■ **Supplied records**:
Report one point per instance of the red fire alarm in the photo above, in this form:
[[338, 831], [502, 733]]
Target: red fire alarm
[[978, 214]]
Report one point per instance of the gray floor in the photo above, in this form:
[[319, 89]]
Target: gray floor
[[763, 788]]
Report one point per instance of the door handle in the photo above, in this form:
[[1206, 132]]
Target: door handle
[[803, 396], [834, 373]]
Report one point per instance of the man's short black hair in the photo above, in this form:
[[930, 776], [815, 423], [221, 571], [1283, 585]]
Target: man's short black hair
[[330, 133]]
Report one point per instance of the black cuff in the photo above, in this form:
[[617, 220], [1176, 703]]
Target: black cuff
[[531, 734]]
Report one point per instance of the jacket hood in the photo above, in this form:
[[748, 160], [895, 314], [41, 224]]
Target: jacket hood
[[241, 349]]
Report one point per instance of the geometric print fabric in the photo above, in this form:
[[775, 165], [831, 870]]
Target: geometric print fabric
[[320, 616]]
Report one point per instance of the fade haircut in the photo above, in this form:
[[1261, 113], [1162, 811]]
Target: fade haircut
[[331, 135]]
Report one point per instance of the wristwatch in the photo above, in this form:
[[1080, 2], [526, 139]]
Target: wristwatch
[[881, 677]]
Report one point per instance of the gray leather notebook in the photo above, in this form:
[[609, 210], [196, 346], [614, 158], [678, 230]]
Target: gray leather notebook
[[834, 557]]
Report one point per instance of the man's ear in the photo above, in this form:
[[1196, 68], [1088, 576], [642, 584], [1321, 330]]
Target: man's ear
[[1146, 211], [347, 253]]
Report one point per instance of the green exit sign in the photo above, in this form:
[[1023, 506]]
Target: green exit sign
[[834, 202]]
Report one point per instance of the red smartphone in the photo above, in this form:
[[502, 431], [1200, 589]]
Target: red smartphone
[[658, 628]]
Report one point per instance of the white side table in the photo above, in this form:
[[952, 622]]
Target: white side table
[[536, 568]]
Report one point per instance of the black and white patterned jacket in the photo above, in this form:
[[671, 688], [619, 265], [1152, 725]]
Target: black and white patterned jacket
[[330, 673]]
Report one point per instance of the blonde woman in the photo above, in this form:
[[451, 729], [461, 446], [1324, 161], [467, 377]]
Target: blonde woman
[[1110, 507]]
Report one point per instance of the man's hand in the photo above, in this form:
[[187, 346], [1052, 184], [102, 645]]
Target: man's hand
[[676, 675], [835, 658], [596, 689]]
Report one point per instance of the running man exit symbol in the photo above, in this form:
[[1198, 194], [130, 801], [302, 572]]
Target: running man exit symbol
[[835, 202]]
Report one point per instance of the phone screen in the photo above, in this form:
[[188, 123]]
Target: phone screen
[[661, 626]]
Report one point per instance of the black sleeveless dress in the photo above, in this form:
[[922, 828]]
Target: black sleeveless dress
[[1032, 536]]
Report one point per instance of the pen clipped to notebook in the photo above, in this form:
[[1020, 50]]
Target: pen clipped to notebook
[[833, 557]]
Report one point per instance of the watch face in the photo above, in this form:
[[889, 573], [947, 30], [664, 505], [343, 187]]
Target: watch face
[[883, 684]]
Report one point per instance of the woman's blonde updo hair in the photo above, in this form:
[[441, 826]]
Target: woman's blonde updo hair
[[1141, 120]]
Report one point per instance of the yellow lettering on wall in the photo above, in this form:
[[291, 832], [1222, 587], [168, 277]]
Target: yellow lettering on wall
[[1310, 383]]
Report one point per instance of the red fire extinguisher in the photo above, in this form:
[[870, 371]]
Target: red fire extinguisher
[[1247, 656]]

■ **Challenge**:
Take the line that contains "Report one point per instance of the phone" and each line after it down to the last of the records, and retype them exactly; add nothing else.

■ **Solution**:
Report one point per instance of the phone screen in the photo above, in this form:
[[188, 123]]
Target: phone screen
[[661, 626]]
Report one point per instance of the black sleeveless dress in the photo above, in this form:
[[922, 828]]
Target: black sleeveless dress
[[1032, 536]]
Report one point per instance of the pen clipped to notebook in the photo above, in this form:
[[1020, 50]]
Target: pen clipped to notebook
[[833, 557]]
Report one point per instance of the watch face in the photo above, in this form:
[[889, 573], [947, 30], [664, 505], [343, 187]]
Target: watch face
[[883, 684]]
Report one point per instance of the woman's blonde updo hair in the photo above, in this form:
[[441, 826]]
Target: woman's blonde updo hair
[[1141, 120]]
Report one point per instance of the yellow lettering on wall in the photo above, in this form:
[[291, 832], [1222, 587], [168, 277]]
Target: yellow lettering on wall
[[1310, 383]]
Report one point per instance of the red fire extinguisher in the photo above, in this form:
[[870, 371]]
Target: red fire extinguisher
[[1247, 656]]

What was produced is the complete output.